**Try it**
Write out each entry word for word.

[Referring expression data]
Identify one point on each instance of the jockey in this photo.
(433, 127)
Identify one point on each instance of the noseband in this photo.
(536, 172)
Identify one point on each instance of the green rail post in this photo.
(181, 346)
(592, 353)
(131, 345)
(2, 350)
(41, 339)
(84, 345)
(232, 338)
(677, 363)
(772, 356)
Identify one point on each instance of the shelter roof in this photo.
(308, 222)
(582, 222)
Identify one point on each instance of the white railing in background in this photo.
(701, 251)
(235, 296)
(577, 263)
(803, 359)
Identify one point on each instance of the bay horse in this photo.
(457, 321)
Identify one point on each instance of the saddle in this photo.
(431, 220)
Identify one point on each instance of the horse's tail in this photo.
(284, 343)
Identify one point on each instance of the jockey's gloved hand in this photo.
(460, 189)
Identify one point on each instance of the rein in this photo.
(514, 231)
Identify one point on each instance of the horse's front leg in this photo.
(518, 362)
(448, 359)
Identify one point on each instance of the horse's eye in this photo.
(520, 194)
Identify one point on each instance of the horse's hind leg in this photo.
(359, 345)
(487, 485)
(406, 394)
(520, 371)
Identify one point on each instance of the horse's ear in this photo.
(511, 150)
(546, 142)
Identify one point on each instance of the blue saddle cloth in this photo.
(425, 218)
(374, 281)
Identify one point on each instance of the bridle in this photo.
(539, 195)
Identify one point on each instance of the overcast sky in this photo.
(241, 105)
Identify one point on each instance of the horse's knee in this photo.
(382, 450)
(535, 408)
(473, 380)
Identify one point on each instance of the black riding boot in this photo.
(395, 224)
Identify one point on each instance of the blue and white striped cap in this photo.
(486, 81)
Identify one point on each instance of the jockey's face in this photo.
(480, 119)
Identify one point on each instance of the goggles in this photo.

**Answer section**
Identify one point on each instance of the jockey in this photo.
(433, 127)
Identify one point on each instance of the noseband in this photo.
(536, 172)
Identify one point on each instance of the green rail post in this photo.
(181, 346)
(592, 353)
(131, 345)
(2, 350)
(41, 339)
(84, 345)
(232, 338)
(677, 363)
(772, 356)
Identify one point on each instance of the shelter roof in this photo.
(308, 222)
(582, 222)
Identify one point on each instance of the white railing in background in this photo.
(701, 251)
(235, 296)
(577, 263)
(803, 359)
Identify one point on each instance of the bay horse in this photo.
(457, 321)
Identify one point on each instance of the saddle in this photo.
(431, 220)
Identify one point on each instance of the horse's tail in this photo.
(284, 343)
Identify one point on each instance of the jockey's gloved hand in this photo.
(460, 189)
Identify one point on each instance of the rein in this photo.
(514, 231)
Identify one point on each instance of the horse's front leg in this photo.
(518, 362)
(448, 359)
Identify one point on each instance of the horse's eye in this photo.
(520, 194)
Identify one point on each instance of the horse's hind leg in this photo.
(359, 345)
(487, 485)
(406, 394)
(520, 371)
Identify one point on each instance of the horse's ear in this photo.
(511, 150)
(546, 142)
Identify one point on each instance of the blue saddle cloth in this photo.
(425, 218)
(374, 281)
Identify one point on each instance of the bridle in this photo.
(539, 195)
Identify one point on each instance of the overcast sky in this photo.
(241, 105)
Identify one point on each instance of the horse's knee in this photo.
(382, 450)
(535, 408)
(473, 380)
Identify one point on each instance of the black riding boot in this photo.
(395, 224)
Identify one point on each instance of the blue and white striped cap in this photo.
(486, 81)
Identify one point on each instance of the jockey's face in this photo.
(480, 119)
Identify one point on each instance of the goggles in this photo.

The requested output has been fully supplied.